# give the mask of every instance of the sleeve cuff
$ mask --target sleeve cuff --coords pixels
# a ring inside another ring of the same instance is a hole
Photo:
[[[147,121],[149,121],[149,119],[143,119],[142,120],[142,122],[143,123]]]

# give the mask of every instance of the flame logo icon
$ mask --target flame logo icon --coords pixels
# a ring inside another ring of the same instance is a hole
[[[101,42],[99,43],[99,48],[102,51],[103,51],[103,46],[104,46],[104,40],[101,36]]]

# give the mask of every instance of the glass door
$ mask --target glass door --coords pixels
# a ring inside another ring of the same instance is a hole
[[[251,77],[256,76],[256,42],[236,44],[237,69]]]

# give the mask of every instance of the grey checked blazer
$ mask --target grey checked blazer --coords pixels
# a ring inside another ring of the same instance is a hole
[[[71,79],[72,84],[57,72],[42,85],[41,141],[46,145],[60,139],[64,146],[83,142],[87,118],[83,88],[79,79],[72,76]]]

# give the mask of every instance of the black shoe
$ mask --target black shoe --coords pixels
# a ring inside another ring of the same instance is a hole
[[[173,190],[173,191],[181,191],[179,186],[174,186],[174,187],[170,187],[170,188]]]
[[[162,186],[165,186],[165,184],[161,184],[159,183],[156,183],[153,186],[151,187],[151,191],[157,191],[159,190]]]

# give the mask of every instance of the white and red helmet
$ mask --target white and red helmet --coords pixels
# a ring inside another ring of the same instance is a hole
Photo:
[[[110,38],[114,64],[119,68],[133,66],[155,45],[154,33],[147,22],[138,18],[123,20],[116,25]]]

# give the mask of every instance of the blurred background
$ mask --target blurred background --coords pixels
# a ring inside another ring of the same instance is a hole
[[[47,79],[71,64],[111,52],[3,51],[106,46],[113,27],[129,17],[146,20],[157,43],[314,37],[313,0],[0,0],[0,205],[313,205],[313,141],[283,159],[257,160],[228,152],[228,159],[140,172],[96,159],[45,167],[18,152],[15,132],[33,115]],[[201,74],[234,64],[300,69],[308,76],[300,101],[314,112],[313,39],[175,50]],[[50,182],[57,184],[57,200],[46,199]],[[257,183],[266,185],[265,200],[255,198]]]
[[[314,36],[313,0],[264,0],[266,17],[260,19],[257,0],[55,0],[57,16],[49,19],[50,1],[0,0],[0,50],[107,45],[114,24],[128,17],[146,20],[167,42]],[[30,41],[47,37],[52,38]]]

..........

> [The request]: Copy every line of the records above character for character, adding, dropping or changing nothing.

> [Correct response]:
# give the mask of every instance of the sleeve cuff
$ mask --target sleeve cuff --coords pixels
# a ring inside another ring of the same instance is a hole
Photo:
[[[147,121],[149,121],[149,119],[143,119],[142,120],[142,122],[143,123]]]

# give the mask of every instance of the flame logo icon
$ mask --target flame logo icon --coords pixels
# a ring inside another ring of the same instance is a hole
[[[101,42],[99,43],[99,48],[102,51],[103,51],[103,46],[104,46],[104,40],[101,36]]]

# give the mask of every instance of the glass door
$ mask --target glass door --coords pixels
# a ring inside another ring of the same instance is a hole
[[[251,77],[256,76],[256,42],[236,44],[237,69]]]

# give the mask of every instance of the grey checked blazer
$ mask --target grey checked blazer --coords pixels
# a ring inside another ring of the same instance is a hole
[[[71,79],[72,84],[57,72],[42,85],[41,141],[46,145],[60,139],[64,146],[83,142],[87,118],[83,88],[79,79],[72,76]]]

# give the mask of every instance of the black shoe
$ mask --target black shoe --coords pixels
# a ring inside another ring of the same instance is a hole
[[[173,190],[173,191],[181,191],[179,186],[174,186],[174,187],[170,187],[170,188]]]
[[[162,186],[165,186],[165,184],[161,184],[159,183],[156,183],[153,186],[151,187],[151,191],[157,191],[159,190]]]

# give the mask of every instance of the white and red helmet
$ mask --target white and red helmet --coords pixels
# a ring inside another ring of the same instance is a hole
Photo:
[[[110,38],[114,64],[119,68],[133,66],[155,45],[154,33],[147,22],[138,18],[123,20],[116,25]]]

# give the mask of every instance of the blurred background
$ mask --target blurred background --coords pixels
# a ring inside another ring of the same instance is a hole
[[[47,79],[71,64],[111,52],[3,51],[106,46],[113,27],[129,17],[146,20],[157,43],[314,37],[313,0],[0,0],[0,205],[313,205],[313,141],[283,159],[257,160],[228,152],[228,159],[140,172],[96,159],[45,167],[18,152],[15,132],[33,115]],[[201,74],[234,64],[300,69],[308,76],[300,101],[314,112],[313,39],[175,50]],[[50,182],[57,184],[57,200],[46,199]],[[257,183],[266,185],[265,200],[255,198]]]
[[[314,36],[313,0],[264,0],[266,17],[260,19],[257,0],[55,0],[57,16],[49,19],[50,1],[0,0],[0,50],[107,45],[114,24],[128,17],[146,20],[167,42]],[[30,41],[47,37],[52,38]]]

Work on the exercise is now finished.